### SELECTED EXCERPT

What is the essential element in your art?

Time… I don’t’ mean it in strictly photographic terms. What is essential is that I need to feel outside of time, and it's also contemplation on the nature of time and the artist's [an individual's] place within it. How to link finite time with the flow of time, with infinite time, with its fertility and fruitlessness? A single photograph is a historical moment that unites the inner world of the present culture in which I, as an artist, find myself: and it is an extended time. Not surprisingly, I'm interested in everything from turn-of-the-century processes, polaroid films, digital and camera-less technologies; in the re-cycling of discarded film and found images—cyclic time. It’s a bit like watching the light in the morning—afternoon–evening–night cycle. I become aware of a complex temporal interweaving I am part of. Yet, even though I use historical references in my work, I am not constrained by the limitations of historical replication. Instead, I combine fiction with reality, the past and the present. My photographs are not merely a nostalgic journey into the past, but a look at the present through ‘a rearview mirror’ in order to see what’s coming.

In your opinion, what role does the artist have in society?

######

WRITTEN PROBLEM A:
Could you reproduce the rows, starting at the line that contains "the cabinet knob" and stopping after the final line of the rows?
The interview above and the rows that follow are unrelated pieces of material.

### INPUT

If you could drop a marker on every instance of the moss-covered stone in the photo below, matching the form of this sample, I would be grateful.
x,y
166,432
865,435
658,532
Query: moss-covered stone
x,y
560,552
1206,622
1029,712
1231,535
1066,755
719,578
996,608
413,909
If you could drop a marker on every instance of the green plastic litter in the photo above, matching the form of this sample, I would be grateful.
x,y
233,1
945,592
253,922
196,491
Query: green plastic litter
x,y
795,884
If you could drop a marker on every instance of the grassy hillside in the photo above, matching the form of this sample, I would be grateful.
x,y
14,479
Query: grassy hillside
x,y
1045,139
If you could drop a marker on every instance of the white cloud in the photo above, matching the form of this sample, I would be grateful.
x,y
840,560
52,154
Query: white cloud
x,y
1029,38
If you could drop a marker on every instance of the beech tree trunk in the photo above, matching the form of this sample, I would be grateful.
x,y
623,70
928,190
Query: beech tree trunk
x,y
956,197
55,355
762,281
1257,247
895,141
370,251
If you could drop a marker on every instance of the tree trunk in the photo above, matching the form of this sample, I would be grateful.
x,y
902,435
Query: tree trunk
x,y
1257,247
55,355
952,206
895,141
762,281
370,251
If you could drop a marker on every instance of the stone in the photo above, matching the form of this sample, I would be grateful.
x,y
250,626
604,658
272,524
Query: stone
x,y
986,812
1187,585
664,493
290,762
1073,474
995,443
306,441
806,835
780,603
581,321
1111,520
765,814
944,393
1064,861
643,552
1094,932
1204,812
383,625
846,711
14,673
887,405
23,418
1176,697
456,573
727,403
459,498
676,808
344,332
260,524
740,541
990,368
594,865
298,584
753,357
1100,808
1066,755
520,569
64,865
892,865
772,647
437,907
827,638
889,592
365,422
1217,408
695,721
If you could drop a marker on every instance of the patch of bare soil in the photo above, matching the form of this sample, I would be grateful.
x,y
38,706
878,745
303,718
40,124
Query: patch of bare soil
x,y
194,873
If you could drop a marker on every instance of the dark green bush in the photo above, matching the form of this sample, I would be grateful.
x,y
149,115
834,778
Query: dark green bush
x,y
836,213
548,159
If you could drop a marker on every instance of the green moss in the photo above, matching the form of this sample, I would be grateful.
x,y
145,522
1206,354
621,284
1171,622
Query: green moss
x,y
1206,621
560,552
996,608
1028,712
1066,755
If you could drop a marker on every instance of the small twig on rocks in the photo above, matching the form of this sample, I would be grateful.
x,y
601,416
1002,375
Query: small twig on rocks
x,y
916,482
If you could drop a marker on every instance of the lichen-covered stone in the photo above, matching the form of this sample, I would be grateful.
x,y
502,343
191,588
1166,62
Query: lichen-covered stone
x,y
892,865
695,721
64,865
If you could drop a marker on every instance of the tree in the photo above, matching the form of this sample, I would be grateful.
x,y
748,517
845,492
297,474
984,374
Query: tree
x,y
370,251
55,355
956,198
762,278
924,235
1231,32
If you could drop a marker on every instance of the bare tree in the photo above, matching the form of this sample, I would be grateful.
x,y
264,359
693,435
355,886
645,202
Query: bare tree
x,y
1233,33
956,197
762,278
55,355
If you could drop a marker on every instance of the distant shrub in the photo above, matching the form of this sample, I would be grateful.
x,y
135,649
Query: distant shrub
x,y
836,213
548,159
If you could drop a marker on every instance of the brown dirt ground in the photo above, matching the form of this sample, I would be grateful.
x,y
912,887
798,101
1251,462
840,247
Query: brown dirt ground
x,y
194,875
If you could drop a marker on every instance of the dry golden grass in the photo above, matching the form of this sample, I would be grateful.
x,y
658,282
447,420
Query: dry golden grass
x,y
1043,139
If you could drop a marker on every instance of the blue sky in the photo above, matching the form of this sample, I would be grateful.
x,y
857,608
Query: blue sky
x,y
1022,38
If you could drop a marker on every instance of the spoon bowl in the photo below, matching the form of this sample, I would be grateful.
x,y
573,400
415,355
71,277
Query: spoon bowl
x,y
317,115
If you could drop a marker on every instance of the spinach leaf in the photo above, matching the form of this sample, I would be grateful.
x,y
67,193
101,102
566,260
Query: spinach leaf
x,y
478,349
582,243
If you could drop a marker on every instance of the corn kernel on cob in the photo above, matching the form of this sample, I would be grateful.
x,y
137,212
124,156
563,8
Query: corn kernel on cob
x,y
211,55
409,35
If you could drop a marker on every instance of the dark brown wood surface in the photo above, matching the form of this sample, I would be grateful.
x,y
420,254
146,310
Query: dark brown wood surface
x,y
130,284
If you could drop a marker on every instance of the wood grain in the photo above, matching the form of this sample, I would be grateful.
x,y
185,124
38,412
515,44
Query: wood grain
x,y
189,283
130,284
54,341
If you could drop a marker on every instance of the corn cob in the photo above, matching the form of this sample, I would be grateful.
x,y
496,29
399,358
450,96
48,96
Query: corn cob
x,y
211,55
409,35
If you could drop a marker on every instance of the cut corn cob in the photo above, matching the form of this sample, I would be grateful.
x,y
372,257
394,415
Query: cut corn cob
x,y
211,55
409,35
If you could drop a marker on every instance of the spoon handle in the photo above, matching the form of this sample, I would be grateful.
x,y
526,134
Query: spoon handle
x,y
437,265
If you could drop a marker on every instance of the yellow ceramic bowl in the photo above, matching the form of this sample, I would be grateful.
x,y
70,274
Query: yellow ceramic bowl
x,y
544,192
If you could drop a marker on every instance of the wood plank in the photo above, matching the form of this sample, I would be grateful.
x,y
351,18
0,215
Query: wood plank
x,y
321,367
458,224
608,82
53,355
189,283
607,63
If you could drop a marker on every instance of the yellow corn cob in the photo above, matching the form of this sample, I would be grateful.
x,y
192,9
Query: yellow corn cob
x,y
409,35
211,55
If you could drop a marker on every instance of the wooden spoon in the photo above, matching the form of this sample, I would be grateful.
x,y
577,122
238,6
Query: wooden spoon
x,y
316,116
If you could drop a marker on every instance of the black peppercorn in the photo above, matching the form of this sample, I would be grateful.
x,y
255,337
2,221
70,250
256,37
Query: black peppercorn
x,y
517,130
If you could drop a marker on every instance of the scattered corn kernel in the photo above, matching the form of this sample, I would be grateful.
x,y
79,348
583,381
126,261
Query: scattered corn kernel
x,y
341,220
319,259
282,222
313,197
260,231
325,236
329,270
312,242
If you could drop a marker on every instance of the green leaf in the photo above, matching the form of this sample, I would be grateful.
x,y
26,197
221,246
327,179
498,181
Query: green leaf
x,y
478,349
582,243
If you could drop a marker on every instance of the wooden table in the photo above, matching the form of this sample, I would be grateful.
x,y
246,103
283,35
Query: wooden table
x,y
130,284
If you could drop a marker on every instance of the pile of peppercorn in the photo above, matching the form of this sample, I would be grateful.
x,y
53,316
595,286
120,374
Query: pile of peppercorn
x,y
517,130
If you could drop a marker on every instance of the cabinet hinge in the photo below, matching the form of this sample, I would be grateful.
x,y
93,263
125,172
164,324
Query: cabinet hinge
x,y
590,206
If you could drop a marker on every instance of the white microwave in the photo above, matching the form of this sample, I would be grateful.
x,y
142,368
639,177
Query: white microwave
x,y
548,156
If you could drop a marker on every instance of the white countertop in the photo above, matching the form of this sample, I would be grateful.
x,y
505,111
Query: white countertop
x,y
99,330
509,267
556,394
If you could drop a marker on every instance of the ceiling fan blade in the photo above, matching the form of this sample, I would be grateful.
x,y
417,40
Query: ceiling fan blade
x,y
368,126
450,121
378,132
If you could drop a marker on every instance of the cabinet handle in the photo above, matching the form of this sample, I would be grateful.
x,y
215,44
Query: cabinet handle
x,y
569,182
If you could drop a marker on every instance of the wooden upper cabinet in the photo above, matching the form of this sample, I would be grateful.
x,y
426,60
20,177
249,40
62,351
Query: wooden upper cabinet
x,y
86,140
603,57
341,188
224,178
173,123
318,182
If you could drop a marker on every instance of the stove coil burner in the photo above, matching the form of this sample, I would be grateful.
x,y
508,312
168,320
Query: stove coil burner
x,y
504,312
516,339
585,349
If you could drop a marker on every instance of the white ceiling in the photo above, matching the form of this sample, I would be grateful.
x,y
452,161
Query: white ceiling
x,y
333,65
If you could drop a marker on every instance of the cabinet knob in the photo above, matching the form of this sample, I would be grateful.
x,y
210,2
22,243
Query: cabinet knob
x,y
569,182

######

WRITTEN PROBLEM B:
Can you continue the interview on photography and time from the point where it stops?

TASK OUTPUT A:
If you could drop a marker on every instance of the cabinet knob in the photo above, matching the form of this sample, I would be grateful.
x,y
210,2
22,243
Query: cabinet knob
x,y
569,182

TASK OUTPUT B:
Like other visual arts mediums, photography is a potent tool. Technically speaking, it is one of the simplest mediums to master, which is why it gained so much popularity. The bad news is that it is one of the most difficult mediums in which to develop an artistic vision. In fact, the technology that allows so many ways of capturing has let us know how much has been lost. That is one of the reasons that many of my photographs seem to be made by someone who's already dead. That's the astonishing thing, the way the living and the dead are blurred, and the reason why artists like Michelangelo or Goya are just as immediate to me as artists who are working today. It takes time to enter and appreciate their work on a level being beyond being an art tourist, so that it becomes part of the body.

Furthermore, I’d like my work to narrate the experience of reception at the moment of looking. I mean, I'm looking at it, but I'm not photographing what's there, I'm photographing what happens to me at the moment of looking, and also how it affects memory. The beauty of thought and/or emotion is to be able to present its field, to present the fact that it's actually in relation and living and, although it’s somewhat inevitable, to speak of the present as well as the depth of time and tradition. And that is to say, as did the Hebrews, of the ruah, the spirit, or of the muse, as did the Greeks, or of the "great memory’ as did W. B. Yeats, who believed that every writer [I say here every artist too] inherited the memory of his elders, of the human race, and of their culture, since we have two parents, four grandparents, and so forth... Yeats thought that a writer himself could not have many experiences but could count on that vast past experiences, a memory, both real and wished for. Call it "the collective subconscious," which is perhaps more accurate from the Jungian perspective, but "the great memory’ sounds more beautiful, doesn’t it? And it is an inexhaustible spring that opens doors to transcendence.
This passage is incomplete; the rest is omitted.